▶ Apply what you read:
[1] Summarize the bank stock report in three sentences.
[2] Reproduce word for word the part of the bank stock report that opens with the words "By the end of" and closes with "broader market backdrop.".

=== Reading passage ===

By the end of March, the VN-Index closed at 1,674.49 points, down nearly 206 points over the month (about an 11% decline). The banking sector index fell more than 9%, retreating to 956.82 points as of March 31, reflecting that the sector remained pressured by the broader market backdrop.
Geopolitical tensions also heightened concerns that inflationary pressures could return, pushing up the cost of capital. This reduced the appeal of risk assets and increased selling pressure. In this context, the banking sector’s total market capitalization fell by nearly 259,000 billion dong from the end of February (about 9%).
Negative momentum spread across the sector, with more than 85% of bank codes declining. BID was the biggest laggard, down 18%, while the other two large-cap banks, VCB and CTG, fell 10% each.
Despite the overall red trend, several banks bucked the move: ABB rose 6%, VBB and EIB edged up about 1%, and SSB was roughly flat versus the end of February.
In Q1 2026, the impact of March Middle East-related volatility was visible in end-of-quarter stock performance. EIB led with an 11% gain, followed by STB up 7%, MBB up 5%, and VBB up 2%. Meanwhile, BID and VCB—both of which had surged in January—trimmed their gains to around 1% after three months.

=== Dataset excerpts ===

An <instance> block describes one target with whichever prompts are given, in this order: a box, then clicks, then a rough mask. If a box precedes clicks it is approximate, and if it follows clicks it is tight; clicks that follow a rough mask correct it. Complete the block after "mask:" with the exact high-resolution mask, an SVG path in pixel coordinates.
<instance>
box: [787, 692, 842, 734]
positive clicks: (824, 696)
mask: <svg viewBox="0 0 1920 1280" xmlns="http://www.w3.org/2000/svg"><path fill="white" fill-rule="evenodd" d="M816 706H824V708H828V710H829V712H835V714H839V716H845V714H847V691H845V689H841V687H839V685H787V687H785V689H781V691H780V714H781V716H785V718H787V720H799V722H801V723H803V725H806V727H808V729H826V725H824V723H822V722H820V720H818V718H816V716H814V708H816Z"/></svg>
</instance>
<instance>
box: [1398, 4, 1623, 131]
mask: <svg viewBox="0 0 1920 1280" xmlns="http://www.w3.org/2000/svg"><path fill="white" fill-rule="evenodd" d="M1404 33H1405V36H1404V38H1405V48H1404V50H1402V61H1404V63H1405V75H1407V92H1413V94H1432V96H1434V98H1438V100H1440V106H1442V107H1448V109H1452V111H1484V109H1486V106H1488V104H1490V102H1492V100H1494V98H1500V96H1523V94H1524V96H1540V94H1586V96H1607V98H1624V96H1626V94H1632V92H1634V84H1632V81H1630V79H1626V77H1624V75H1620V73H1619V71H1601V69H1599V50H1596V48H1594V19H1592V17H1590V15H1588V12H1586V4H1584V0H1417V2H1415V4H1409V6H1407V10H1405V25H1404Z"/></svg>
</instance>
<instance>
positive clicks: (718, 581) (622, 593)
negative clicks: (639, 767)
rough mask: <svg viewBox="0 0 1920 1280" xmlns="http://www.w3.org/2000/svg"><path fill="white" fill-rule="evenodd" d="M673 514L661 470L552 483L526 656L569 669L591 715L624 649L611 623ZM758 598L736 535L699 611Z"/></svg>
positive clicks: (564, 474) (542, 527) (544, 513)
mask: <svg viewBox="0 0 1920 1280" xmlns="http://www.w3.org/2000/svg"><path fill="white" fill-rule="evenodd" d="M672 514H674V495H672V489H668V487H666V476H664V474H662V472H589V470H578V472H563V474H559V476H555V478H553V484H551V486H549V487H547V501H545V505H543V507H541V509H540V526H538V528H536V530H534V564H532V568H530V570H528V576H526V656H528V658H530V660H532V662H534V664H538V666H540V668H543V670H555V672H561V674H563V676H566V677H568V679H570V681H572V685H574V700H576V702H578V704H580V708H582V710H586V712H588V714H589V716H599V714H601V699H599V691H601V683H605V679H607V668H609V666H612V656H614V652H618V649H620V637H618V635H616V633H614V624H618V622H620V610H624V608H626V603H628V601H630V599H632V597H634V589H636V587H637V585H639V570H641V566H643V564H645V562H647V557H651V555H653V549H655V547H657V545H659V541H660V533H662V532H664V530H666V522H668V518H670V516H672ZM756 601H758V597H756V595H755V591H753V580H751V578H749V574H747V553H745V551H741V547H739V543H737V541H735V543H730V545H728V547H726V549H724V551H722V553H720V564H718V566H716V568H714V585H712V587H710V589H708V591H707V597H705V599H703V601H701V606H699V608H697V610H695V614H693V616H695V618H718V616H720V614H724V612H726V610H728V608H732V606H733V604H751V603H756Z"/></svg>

===

▶ Expected outputs:
[1] In March, the VN-Index fell about 11% to 1,674.49 points, and the banking sector index dropped more than 9% to 956.82 points. Geopolitical tensions raised concerns about returning inflation and higher capital costs, and the banking sector's total market capitalization fell by nearly 259,000 billion dong. More than 85% of bank codes declined, with BID down 18%, while a few banks such as ABB, VBB and EIB rose; for Q1 2026, EIB led with an 11% gain, and BID and VCB trimmed their gains to around 1%.

[2]
By the end of March, the VN-Index closed at 1,674.49 points, down nearly 206 points over the month (about an 11% decline). The banking sector index fell more than 9%, retreating to 956.82 points as of March 31, reflecting that the sector remained pressured by the broader market backdrop.